◆ Task to complete ◆
Scan the data beneath this task and copy each line that includes "below".

◆ Material for the task ◆

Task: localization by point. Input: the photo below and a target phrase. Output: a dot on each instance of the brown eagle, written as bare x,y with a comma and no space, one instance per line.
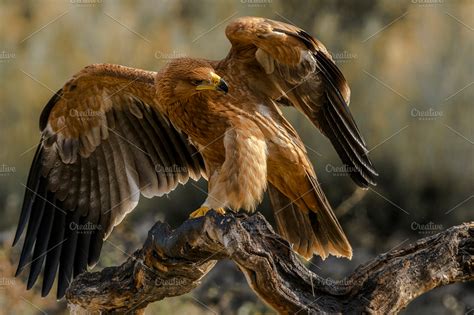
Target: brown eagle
112,133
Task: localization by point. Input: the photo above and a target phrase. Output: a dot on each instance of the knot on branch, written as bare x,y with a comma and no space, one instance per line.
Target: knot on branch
172,262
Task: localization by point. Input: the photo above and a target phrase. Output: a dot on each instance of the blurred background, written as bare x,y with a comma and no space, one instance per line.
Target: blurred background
410,67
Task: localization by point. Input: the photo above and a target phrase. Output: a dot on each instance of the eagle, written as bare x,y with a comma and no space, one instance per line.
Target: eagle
113,133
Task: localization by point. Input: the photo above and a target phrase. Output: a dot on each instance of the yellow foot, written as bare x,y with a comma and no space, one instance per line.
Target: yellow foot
203,210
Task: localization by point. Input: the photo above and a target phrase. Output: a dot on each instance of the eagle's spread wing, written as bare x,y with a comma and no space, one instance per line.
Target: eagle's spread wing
104,142
302,74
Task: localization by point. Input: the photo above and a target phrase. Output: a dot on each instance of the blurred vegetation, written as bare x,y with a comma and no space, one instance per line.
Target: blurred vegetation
410,68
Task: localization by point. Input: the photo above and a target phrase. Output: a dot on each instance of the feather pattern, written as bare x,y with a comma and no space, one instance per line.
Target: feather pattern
103,142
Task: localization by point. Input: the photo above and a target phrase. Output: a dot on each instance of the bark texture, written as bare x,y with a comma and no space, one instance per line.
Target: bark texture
172,263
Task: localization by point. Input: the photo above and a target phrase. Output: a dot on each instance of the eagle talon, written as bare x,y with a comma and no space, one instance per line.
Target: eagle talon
204,210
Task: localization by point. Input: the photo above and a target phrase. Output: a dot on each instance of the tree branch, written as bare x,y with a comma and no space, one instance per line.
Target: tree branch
171,263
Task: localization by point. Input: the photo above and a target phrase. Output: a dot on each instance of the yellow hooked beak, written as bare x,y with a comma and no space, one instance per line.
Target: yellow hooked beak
216,83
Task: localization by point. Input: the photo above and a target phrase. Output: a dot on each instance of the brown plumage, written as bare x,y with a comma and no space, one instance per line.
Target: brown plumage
112,133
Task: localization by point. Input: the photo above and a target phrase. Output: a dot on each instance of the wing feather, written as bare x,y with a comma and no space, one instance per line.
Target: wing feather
103,140
305,76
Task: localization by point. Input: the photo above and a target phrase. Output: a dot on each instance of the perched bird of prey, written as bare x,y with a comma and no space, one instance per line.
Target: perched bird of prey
112,133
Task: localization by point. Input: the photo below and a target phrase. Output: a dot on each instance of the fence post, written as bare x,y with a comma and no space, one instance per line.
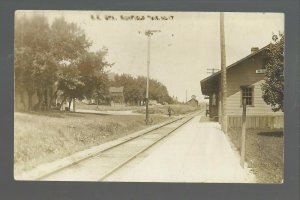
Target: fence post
243,138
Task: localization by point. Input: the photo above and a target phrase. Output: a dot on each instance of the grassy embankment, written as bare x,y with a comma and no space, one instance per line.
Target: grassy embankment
264,153
178,109
44,137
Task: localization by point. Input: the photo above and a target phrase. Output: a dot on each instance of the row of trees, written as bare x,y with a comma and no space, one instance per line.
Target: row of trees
54,58
135,89
273,86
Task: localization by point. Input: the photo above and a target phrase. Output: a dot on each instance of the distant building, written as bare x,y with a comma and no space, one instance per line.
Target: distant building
116,95
193,101
244,79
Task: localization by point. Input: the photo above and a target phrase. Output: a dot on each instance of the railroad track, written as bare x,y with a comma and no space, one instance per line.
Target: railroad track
103,164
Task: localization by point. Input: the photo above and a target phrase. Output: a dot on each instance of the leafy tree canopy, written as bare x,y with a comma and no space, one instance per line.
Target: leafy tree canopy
273,86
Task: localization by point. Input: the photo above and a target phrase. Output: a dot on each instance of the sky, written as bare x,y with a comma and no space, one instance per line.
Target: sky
182,51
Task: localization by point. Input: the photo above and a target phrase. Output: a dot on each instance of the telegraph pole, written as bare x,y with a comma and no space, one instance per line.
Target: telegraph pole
212,70
223,75
185,96
148,33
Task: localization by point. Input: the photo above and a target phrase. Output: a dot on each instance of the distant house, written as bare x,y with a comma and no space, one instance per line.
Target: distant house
193,101
116,95
244,79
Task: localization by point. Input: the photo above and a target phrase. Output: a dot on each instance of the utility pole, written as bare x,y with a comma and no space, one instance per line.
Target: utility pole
185,96
212,70
223,75
148,33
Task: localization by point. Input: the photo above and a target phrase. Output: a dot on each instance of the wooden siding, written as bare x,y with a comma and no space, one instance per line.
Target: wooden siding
245,75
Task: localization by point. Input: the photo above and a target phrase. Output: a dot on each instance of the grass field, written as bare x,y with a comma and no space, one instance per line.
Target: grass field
44,137
80,105
177,109
264,153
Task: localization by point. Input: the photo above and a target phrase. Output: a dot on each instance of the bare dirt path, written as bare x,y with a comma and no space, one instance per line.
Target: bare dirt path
197,152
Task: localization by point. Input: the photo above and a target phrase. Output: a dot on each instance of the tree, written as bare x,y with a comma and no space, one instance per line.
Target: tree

◆ Result of this exercise ◆
Task: localization by point. Input: the photo below and a target phrase. Output: a dot on each instance of the brown eagle, written as bare x,y with a comma and no space, one instance per line.
Task: localization by point. Input: the photo below and a target phrase. Output: a dot on each instance of the fence post, written as bare x,y with a comma and no space, one instance per line.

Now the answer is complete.